Steady-state VRs were calculated using Equation (3), the maximum 15-min CO2 concentration over the school day (08:00 to 15:00), the measured room volume, the average generation rate over the 2 h prior to the time of the maximum CO2 concentration (determined from the 15-min average data), and 400 ppm for the measured outdoor CO2 concentration, which was confirmed using the outdoor measurements. V0,S was calculated using Equation (4), the average per person CO2 generation rate in the classroom, and the number of persons in the classroom in the 2 h period just prior to the peak CO2 concentration. We determined the sensitivity to the time period and outdoor air concentration.

[A run of records]
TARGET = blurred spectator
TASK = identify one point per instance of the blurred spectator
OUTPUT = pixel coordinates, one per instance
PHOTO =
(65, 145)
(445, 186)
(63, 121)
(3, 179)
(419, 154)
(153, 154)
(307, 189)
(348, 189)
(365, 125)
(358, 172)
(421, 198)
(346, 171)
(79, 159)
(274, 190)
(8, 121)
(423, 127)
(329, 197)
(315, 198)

What to do
1) Repeat the section of the passage on classroom ventilation rates that opens with the words containing "Steady-state VRs were" and closes with "outdoor air concentration.".
2) In the passage on classroom ventilation rates, what value was used for the outdoor CO2 concentration when calculating steady-state VRs?
3) Decide whether each statement agrees with the passage on classroom ventilation rates: (a) The school day used for the maximum CO2 concentration ran from 08:00 to 15:00. (b) V0,S was calculated using Equation (3). (c) The generation rate was averaged over the 2 h before the time of the maximum CO2 concentration.

Set of answers
1)
Steady-state VRs were calculated using Equation (3), the maximum 15-min CO2 concentration over the school day (08:00 to 15:00), the measured room volume, the average generation rate over the 2 h prior to the time of the maximum CO2 concentration (determined from the 15-min average data), and 400 ppm for the measured outdoor CO2 concentration, which was confirmed using the outdoor measurements. V0,S was calculated using Equation (4), the average per person CO2 generation rate in the classroom, and the number of persons in the classroom in the 2 h period just prior to the peak CO2 concentration. We determined the sensitivity to the time period and outdoor air concentration.

2) 400 ppm

3)
(a) Yes: "the maximum 15-min CO2 concentration over the school day (08:00 to 15:00)"
(b) No: "V0,S was calculated using Equation (4)"
(c) Yes: "the average generation rate over the 2 h prior to the time of the maximum CO2 concentration"